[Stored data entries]
- Opening Delimiter -

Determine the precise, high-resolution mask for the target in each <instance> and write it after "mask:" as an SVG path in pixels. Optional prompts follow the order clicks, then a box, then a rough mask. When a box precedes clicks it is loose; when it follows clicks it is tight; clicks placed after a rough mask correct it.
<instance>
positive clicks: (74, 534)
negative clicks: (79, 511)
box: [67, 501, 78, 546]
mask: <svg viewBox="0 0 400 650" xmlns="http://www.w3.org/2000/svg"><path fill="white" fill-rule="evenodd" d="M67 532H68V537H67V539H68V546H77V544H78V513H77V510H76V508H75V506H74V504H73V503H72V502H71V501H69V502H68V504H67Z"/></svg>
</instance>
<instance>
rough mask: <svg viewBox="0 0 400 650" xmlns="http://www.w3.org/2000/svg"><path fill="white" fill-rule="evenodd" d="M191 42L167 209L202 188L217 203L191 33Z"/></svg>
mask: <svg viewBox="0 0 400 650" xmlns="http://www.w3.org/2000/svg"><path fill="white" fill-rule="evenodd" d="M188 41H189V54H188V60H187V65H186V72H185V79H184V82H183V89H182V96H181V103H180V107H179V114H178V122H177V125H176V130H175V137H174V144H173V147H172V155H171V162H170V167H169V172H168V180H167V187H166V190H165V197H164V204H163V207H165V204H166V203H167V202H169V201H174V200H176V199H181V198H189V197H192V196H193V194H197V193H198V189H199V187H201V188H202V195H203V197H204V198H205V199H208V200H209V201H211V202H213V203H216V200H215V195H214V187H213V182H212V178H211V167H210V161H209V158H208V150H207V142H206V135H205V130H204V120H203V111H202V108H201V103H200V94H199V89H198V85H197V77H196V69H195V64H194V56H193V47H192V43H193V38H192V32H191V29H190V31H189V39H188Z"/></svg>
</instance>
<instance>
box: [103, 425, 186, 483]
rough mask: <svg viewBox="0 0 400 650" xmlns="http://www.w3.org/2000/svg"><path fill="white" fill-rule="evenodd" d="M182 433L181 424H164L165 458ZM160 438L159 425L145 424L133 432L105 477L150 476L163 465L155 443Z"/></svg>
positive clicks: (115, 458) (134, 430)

- Closing Delimiter -

Tally the lines in the entries above that contain the string "http", treating uppercase and lowercase as different. Reply with the count alone.

**SOLUTION BELOW:**
4